[Start of section]

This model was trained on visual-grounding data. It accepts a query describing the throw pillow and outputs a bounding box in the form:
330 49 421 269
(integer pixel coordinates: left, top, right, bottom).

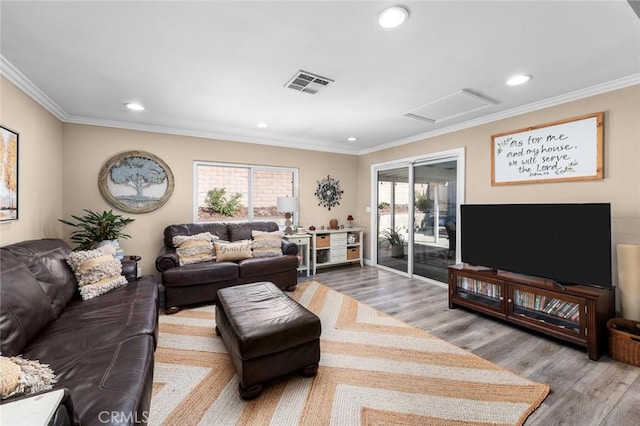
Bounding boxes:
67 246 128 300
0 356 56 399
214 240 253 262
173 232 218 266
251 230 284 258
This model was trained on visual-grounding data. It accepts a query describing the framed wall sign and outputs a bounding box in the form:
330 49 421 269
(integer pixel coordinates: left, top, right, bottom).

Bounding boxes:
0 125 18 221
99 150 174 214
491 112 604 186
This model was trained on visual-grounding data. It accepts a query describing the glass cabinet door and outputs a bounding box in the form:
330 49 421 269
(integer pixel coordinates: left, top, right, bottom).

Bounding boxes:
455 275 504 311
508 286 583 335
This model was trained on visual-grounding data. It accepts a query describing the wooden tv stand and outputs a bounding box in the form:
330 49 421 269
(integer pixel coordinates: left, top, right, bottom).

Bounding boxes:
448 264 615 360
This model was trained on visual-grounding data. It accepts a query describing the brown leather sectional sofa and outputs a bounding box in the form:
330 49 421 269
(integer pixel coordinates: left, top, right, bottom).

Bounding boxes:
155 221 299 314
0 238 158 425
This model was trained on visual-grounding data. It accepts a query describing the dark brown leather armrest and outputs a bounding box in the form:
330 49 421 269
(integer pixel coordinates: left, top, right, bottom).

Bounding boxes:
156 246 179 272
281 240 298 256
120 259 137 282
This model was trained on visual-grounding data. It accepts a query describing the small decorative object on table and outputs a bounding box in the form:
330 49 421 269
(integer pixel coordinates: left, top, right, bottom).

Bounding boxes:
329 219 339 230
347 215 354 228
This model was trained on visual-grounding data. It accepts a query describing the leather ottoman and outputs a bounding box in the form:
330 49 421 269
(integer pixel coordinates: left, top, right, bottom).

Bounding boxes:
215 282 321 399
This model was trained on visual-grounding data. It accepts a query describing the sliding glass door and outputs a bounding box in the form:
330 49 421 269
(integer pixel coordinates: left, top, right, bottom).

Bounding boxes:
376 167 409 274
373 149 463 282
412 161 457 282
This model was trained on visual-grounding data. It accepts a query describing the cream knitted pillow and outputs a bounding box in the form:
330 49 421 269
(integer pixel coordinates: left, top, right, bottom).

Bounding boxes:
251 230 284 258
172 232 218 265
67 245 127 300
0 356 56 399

[End of section]
[Start of section]

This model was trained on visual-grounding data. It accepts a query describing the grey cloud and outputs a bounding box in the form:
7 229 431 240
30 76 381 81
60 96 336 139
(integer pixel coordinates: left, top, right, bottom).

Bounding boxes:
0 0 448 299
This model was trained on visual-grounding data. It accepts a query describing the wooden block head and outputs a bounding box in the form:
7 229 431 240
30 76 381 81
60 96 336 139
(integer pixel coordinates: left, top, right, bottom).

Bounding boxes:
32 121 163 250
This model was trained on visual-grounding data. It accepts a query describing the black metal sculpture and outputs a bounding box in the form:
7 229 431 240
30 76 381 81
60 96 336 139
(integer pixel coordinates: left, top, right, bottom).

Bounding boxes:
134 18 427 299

[End of section]
[Start of section]

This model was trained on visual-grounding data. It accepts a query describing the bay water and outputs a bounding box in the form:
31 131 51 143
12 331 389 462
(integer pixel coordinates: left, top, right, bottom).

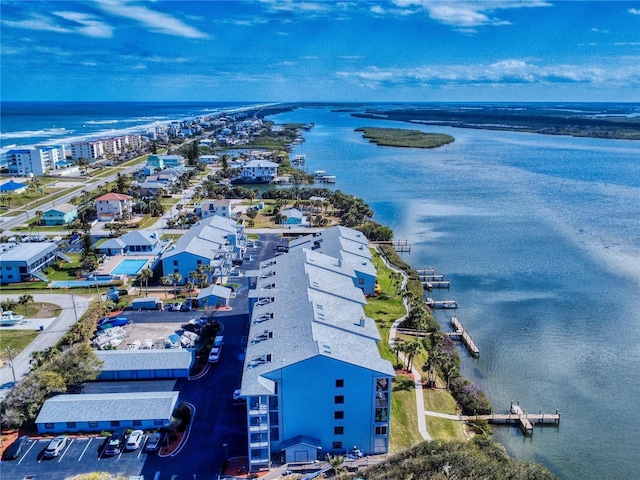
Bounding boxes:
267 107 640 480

[End of section]

• Problem
When you find a line in the records that contains the word "glass", copy it.

• Worked solution
This model was trained on visual-grounding data. It accepts a query describing the glass cabinet door and outputs a bounding box in the form:
This model was trained on visual-grounding data. It accepts a query describing the sliding glass door and outputs a bounding box in the form:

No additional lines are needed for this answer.